━━━ Data for the task ━━━

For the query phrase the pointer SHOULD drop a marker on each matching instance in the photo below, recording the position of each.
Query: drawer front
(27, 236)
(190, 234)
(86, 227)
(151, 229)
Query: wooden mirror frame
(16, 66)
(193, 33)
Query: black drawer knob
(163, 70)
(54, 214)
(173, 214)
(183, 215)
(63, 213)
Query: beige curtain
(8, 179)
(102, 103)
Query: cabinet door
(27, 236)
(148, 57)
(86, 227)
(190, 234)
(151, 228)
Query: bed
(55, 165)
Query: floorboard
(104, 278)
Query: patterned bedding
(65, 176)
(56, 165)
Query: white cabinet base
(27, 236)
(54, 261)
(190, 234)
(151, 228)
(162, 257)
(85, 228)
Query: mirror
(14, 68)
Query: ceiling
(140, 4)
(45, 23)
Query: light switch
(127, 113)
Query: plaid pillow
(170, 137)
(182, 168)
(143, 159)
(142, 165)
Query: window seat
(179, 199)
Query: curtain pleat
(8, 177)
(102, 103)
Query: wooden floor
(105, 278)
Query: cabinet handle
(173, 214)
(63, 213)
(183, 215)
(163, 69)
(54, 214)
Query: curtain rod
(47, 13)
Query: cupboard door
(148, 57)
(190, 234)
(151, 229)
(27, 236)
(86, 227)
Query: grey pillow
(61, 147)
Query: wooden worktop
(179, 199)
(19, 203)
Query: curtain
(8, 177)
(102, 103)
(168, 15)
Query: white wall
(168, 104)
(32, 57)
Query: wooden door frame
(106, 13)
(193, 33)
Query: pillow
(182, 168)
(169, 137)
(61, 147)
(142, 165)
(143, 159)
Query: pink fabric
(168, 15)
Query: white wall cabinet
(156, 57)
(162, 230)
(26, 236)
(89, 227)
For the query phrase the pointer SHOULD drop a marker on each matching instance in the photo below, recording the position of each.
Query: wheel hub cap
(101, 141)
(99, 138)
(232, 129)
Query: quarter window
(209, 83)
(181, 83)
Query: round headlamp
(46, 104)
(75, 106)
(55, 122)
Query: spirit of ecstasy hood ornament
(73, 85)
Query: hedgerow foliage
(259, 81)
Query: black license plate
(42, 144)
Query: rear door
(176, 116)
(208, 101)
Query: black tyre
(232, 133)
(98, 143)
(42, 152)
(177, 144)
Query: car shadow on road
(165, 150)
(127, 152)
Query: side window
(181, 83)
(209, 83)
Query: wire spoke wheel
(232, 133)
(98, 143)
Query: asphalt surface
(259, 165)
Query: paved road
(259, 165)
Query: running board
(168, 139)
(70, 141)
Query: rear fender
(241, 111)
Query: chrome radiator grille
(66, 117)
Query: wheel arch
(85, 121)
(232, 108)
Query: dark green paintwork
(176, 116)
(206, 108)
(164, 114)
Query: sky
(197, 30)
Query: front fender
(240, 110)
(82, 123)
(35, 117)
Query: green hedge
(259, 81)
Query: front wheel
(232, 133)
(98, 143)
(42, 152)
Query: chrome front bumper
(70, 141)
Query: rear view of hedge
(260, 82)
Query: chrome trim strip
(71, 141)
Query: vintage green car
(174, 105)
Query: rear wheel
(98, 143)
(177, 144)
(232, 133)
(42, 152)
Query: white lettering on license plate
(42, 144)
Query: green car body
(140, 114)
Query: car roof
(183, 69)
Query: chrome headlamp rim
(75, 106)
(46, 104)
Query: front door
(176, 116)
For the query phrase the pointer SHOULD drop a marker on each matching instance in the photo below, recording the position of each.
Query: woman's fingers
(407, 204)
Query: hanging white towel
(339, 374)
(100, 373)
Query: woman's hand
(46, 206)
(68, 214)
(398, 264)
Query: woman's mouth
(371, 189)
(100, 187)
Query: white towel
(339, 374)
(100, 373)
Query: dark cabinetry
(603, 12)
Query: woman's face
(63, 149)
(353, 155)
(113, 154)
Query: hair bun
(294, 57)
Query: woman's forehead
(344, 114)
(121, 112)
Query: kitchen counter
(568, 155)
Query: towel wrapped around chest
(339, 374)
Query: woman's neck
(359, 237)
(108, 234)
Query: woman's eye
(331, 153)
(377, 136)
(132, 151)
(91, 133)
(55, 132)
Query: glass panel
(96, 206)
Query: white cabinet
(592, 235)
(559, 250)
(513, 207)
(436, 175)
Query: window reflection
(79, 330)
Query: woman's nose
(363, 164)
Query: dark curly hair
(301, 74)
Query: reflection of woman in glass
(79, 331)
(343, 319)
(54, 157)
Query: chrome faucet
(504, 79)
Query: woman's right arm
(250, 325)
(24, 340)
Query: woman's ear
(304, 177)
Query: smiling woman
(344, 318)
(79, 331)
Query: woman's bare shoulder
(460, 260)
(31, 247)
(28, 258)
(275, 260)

━━━

> What to produce
Only the lines from the one containing "Query: hair bun" through the final line of the records above should be printed, exactly as they stand.

> Answer to this exercise
Query: hair bun
(294, 57)
Query: woman's forehead
(344, 114)
(121, 112)
Query: kitchen counter
(568, 155)
Query: towel wrapped around chest
(339, 374)
Query: woman's neck
(359, 237)
(108, 234)
Query: woman's eye
(331, 153)
(377, 136)
(132, 151)
(91, 133)
(55, 132)
Query: glass panel
(96, 206)
Query: white cabinet
(592, 235)
(559, 250)
(513, 207)
(436, 175)
Query: window reflection
(79, 330)
Query: woman's nose
(363, 164)
Query: dark curly hair
(301, 74)
Query: reflection of woman in glass
(79, 331)
(343, 319)
(54, 157)
Query: chrome faucet
(504, 79)
Query: woman's right arm
(250, 325)
(24, 340)
Query: woman's ear
(304, 177)
Query: smiling woman
(344, 318)
(79, 331)
Query: woman's bare shoulder
(460, 260)
(31, 247)
(28, 258)
(275, 260)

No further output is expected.